-- Stated exercise --
Reproduce verbatim the lines of the listing below that begin with the line containing "Where can the vegetation" and continue through the line containing "pixel 76 178", including both of those lines.

(Records of points marking named objects)
'''

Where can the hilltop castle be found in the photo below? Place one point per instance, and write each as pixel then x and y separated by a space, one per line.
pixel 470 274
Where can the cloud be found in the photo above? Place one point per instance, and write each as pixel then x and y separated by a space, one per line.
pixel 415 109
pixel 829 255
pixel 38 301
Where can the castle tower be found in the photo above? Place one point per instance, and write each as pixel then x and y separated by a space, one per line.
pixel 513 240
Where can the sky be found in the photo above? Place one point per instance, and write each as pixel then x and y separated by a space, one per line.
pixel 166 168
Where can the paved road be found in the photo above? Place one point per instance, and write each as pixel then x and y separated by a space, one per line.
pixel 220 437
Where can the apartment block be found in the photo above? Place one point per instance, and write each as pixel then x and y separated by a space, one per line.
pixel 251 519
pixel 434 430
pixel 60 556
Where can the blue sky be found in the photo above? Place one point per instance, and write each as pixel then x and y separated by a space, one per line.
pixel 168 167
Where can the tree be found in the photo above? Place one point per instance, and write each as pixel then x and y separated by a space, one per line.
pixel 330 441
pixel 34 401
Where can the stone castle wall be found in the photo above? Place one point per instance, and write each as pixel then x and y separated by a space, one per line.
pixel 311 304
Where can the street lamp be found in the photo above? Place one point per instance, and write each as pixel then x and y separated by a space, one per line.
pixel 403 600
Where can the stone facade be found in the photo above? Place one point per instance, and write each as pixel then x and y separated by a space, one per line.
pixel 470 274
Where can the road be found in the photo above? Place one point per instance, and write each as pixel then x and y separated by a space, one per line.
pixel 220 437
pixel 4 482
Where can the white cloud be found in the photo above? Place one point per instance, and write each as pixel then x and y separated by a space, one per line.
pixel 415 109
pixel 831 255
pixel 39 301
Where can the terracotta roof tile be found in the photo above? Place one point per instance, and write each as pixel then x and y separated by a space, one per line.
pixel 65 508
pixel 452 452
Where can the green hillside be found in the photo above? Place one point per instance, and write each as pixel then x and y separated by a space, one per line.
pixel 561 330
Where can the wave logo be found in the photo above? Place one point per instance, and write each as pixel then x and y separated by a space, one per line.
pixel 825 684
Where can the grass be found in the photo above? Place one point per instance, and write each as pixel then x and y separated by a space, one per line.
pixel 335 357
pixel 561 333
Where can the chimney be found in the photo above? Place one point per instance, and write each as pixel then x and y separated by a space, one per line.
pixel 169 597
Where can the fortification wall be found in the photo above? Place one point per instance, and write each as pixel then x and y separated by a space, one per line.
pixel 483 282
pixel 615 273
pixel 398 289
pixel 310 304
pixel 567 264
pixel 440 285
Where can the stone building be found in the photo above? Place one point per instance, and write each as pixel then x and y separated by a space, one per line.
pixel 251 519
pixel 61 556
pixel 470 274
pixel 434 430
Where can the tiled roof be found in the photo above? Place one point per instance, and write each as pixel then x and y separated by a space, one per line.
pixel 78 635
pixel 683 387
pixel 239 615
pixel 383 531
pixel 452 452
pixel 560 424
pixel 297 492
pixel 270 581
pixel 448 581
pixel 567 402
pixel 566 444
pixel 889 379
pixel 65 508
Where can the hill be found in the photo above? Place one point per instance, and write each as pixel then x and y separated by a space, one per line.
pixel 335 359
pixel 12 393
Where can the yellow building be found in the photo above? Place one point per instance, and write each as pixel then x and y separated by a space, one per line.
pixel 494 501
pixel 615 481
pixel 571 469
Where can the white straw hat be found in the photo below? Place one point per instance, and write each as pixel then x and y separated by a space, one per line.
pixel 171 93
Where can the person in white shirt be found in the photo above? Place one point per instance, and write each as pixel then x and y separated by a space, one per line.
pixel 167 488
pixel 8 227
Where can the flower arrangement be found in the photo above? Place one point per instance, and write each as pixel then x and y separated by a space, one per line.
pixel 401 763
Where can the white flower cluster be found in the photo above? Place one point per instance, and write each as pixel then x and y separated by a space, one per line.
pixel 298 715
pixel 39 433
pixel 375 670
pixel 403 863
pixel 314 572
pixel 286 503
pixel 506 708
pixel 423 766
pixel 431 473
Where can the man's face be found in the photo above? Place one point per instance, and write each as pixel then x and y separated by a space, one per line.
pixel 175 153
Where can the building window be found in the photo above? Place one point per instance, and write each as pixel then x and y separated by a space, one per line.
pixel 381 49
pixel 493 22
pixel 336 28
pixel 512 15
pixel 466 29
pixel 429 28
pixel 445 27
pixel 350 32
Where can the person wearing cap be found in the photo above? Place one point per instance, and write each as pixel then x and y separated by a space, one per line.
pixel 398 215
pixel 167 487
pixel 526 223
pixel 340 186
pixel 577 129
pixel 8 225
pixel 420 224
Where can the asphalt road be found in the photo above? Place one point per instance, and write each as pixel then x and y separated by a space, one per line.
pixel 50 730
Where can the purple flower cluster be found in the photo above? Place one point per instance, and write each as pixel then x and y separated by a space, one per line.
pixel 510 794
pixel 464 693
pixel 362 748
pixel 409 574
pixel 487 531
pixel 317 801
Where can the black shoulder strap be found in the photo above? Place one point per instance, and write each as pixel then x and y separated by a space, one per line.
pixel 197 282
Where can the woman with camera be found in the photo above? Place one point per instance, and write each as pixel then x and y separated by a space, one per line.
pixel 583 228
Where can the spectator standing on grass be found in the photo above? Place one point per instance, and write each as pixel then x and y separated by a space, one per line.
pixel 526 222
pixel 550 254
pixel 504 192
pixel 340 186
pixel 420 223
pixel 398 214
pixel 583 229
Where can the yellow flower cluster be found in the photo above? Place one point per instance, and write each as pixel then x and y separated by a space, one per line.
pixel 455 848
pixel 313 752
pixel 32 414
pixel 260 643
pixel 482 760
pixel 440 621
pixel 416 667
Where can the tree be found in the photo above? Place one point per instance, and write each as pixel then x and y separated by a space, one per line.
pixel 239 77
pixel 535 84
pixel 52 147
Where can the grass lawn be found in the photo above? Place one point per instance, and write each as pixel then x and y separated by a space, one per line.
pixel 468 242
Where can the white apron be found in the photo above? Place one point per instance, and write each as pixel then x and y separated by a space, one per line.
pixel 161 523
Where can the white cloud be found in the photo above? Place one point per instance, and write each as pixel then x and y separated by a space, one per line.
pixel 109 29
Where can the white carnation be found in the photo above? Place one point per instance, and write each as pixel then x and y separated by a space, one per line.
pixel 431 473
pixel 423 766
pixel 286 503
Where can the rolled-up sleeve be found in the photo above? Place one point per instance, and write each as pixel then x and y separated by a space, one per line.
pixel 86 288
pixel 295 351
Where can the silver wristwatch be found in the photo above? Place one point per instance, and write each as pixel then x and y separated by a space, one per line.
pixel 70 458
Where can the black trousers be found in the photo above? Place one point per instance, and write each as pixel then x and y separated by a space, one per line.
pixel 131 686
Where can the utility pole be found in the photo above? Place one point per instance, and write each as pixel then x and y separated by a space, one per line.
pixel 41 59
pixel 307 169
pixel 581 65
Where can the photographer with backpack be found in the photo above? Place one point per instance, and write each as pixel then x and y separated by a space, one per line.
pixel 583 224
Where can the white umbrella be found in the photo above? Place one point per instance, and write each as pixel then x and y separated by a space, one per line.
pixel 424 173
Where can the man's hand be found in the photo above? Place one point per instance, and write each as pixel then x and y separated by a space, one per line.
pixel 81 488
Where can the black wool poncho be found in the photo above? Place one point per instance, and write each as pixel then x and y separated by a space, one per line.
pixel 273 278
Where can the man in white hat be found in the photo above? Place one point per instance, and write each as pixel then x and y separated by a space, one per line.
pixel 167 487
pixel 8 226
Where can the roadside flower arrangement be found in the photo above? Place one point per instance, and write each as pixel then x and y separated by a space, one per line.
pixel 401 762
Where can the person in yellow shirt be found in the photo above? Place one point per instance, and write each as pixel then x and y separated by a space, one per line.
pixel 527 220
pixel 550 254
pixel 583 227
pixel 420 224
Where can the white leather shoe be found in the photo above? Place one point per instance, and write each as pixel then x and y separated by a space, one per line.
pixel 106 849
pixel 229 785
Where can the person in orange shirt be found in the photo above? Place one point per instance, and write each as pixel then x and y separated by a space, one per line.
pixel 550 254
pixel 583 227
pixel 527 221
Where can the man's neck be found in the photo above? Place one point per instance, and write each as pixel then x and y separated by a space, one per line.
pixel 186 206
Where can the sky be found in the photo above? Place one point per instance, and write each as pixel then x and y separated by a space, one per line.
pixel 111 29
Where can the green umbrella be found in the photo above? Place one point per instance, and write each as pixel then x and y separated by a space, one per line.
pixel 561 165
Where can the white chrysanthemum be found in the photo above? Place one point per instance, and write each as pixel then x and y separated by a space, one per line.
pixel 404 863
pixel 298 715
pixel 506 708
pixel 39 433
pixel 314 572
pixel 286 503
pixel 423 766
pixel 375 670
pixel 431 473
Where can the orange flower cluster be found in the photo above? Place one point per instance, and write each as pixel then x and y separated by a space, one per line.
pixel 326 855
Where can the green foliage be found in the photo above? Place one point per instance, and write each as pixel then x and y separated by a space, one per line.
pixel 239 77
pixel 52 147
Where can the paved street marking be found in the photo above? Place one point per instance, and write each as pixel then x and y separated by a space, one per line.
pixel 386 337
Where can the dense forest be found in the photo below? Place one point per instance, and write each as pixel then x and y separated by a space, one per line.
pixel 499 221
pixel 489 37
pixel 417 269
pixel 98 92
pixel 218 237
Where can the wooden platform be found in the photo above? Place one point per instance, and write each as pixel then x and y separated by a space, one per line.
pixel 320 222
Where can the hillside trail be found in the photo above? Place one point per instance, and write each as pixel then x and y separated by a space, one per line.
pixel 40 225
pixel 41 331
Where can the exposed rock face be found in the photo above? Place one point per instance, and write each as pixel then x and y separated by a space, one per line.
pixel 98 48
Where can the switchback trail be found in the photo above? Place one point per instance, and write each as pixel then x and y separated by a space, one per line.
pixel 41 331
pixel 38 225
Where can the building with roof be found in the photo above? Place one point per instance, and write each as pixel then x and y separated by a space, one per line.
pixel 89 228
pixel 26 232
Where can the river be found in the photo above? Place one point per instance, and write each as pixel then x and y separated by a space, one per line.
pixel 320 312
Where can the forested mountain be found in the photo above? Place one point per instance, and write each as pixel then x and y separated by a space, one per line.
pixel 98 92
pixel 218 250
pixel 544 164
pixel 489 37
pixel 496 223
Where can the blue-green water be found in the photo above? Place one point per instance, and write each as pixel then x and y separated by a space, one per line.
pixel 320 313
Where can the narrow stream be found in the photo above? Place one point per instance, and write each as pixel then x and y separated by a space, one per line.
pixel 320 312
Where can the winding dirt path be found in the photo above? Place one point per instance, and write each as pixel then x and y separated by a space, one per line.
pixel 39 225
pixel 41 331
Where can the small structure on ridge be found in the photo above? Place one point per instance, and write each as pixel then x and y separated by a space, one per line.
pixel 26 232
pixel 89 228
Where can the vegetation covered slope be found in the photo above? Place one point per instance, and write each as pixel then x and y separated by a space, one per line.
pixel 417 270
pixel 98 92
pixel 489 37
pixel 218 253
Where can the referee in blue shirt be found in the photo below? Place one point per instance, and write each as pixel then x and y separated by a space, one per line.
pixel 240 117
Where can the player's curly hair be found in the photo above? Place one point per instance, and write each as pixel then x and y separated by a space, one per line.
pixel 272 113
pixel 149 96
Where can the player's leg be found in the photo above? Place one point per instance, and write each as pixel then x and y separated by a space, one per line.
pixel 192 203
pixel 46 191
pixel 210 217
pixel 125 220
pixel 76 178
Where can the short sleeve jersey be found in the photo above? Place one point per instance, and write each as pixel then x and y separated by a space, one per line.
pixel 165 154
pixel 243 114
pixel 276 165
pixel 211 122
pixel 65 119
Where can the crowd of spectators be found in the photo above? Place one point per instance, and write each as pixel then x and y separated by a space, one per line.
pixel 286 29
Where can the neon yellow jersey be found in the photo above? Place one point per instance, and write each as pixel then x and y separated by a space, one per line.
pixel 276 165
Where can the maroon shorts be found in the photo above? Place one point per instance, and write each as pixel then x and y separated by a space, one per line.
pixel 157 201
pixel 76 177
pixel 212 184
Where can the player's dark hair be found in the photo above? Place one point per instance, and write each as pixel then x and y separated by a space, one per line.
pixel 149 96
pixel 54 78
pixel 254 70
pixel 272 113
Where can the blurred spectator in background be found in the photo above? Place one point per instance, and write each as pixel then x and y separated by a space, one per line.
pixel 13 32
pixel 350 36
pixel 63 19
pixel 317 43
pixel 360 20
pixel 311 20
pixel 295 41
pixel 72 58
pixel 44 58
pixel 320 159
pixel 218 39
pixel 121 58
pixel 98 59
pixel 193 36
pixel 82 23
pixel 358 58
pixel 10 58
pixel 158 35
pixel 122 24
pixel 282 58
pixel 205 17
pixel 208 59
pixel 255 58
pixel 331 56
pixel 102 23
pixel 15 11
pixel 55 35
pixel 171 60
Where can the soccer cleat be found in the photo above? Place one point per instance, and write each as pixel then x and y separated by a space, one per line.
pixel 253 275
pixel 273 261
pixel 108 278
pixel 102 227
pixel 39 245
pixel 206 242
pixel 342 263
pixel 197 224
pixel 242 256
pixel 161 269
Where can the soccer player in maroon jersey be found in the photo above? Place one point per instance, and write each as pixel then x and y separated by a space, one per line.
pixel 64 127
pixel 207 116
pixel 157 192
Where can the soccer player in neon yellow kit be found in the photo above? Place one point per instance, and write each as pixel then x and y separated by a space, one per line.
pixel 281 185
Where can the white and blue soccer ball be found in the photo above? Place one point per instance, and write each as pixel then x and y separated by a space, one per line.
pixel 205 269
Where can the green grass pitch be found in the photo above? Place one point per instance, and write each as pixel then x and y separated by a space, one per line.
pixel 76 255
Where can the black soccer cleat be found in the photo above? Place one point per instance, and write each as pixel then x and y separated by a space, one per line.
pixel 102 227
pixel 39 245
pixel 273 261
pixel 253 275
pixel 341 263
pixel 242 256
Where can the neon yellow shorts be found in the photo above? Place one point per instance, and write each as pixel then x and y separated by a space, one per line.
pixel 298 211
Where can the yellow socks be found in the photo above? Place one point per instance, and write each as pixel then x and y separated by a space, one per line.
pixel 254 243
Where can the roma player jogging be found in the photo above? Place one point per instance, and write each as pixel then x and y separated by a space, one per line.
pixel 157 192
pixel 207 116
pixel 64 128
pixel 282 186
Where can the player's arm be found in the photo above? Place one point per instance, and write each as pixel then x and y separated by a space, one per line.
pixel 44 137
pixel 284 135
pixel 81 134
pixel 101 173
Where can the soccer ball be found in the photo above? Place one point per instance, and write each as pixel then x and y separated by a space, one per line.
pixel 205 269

'''

-- Response for this exercise --
Where can the vegetation covered slope be found in the photo above? Place one point per instance, and write each as pixel then x and y separated by a space, one per line.
pixel 417 270
pixel 98 92
pixel 489 37
pixel 218 253
Where can the referee in blue shirt be found in the photo below? Place one point per instance, and write each as pixel then x and y separated by a space, one per line.
pixel 240 117
Where can the player's curly hair be found in the photo above? Place one point per instance, and write each as pixel then x and y separated by a space, one per line.
pixel 272 113
pixel 149 96
Where can the player's leg be found in the photo above? Place one point per instance, and write each as pixel then x and y separated by a space, one per line.
pixel 192 203
pixel 46 191
pixel 210 217
pixel 125 220
pixel 76 178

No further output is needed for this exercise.